Instrução A:
Separe e copie todas as linhas das entradas abaixo que contêm a palavra "Target", levando em conta maiúsculas e minúsculas.

Trecho:
****************************************

Tributo a Mario Covas
Esta homenagem do Senado à memória de Mário Covas pode ser considerada como o tributo da federação, da nação brasileira, a alguém que dedicou sua vida à causa pública.
Lembro, a propósito, das palavras do presidente John F. Kennedy, em outubro de 1963, em preito póstumo ao grande poeta Robert Frost, que havia falecido meses antes: “uma nação revela-se não apenas pelos homens que produz, mas também pelos homens que homenageia, pelos homens que relembra”.
Por isso, a homenagem que agora prestamos à Mário Covas é um gesto que não apenas enaltece a figura do ex-deputado, do ex-senador, do ex-governador, do líder parlamentar, mas que também engrandece o Senado e a nação brasileira
Sabemos que a grandeza de um político se revela, sobretudo, na obra legislativa e administrativa que realiza e no legado doutrinário e ético que transmite.
O destino não permitiu que Mário Covas alcançasse a presidência da República, como em algum momento foi seu anseio merecido e daqueles que o cercam. Mas a nação jamais esquecerá que ele fez parte do grupo de líderes extraordinários que a ajudaram a reconquistar o regime democrático, moralizar as práticas administrativas, estabilizar a economia e iniciar uma fase renovada de desenvolvimento.
Este é o fundamento desta sessão especial, onde o Senado homenageia, com reconhecimento e saudade, a memória deste engenheiro de alma política, que foi um de seus membros mais ilustres.

****************************************

Registros extraídos:

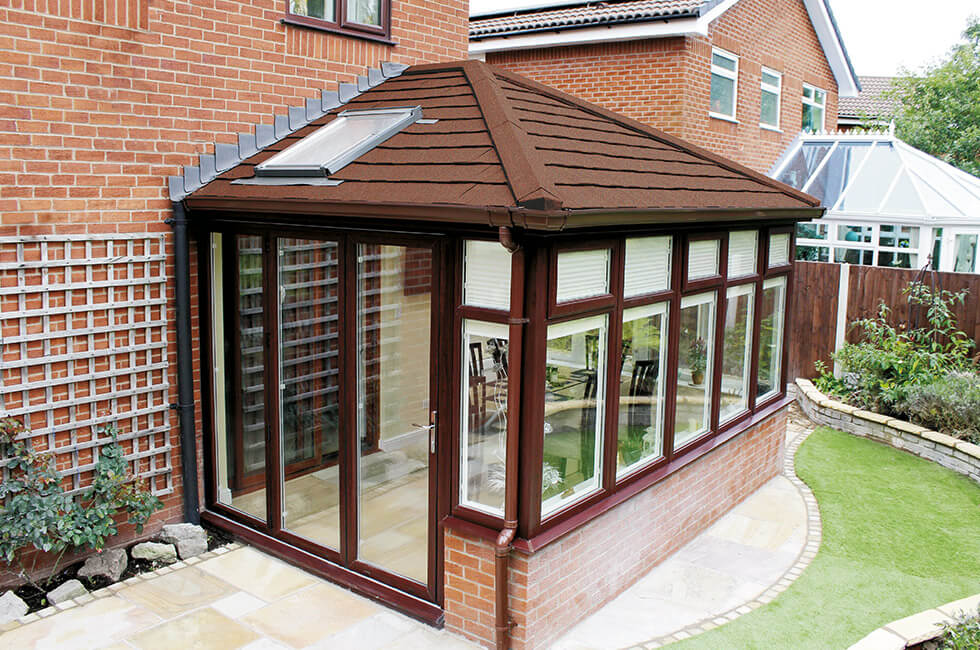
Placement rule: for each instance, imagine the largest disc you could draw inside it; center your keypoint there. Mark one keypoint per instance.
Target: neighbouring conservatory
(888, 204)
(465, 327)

****************************************

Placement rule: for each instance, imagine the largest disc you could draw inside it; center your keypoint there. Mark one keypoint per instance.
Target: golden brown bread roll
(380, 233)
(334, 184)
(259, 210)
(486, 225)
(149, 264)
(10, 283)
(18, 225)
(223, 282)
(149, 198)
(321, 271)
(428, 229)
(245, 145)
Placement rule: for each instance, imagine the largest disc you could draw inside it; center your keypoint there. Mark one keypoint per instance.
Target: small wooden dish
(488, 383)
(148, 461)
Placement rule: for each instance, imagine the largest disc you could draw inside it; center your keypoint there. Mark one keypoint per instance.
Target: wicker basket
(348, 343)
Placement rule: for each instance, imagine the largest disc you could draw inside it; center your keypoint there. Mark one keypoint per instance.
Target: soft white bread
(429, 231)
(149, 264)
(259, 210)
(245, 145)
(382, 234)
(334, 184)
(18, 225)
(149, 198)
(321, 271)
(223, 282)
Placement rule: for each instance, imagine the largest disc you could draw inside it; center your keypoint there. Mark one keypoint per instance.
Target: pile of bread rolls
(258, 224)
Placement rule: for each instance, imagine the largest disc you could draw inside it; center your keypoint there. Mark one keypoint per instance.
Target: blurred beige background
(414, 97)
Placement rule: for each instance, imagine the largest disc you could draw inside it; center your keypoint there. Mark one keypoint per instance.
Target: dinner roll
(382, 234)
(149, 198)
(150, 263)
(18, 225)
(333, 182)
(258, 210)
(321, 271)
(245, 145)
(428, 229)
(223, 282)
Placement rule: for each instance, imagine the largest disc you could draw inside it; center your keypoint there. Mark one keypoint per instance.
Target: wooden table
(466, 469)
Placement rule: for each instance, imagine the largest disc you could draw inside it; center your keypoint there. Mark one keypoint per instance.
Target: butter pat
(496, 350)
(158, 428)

****************************************

Instrução B:
Repita, sem nenhuma alteração, a parte do trecho acima sobre Mário Covas que começa em "O destino não" e termina em "membros mais ilustres.".

Resposta completa A:
Target: neighbouring conservatory
Target: golden brown bread roll
Target: small wooden dish
Target: wicker basket
Target: soft white bread
Target: pile of bread rolls
Target: blurred beige background
Target: dinner roll
Target: wooden table
Target: butter pat

Resposta completa B:
O destino não permitiu que Mário Covas alcançasse a presidência da República, como em algum momento foi seu anseio merecido e daqueles que o cercam. Mas a nação jamais esquecerá que ele fez parte do grupo de líderes extraordinários que a ajudaram a reconquistar o regime democrático, moralizar as práticas administrativas, estabilizar a economia e iniciar uma fase renovada de desenvolvimento.
Este é o fundamento desta sessão especial, onde o Senado homenageia, com reconhecimento e saudade, a memória deste engenheiro de alma política, que foi um de seus membros mais ilustres.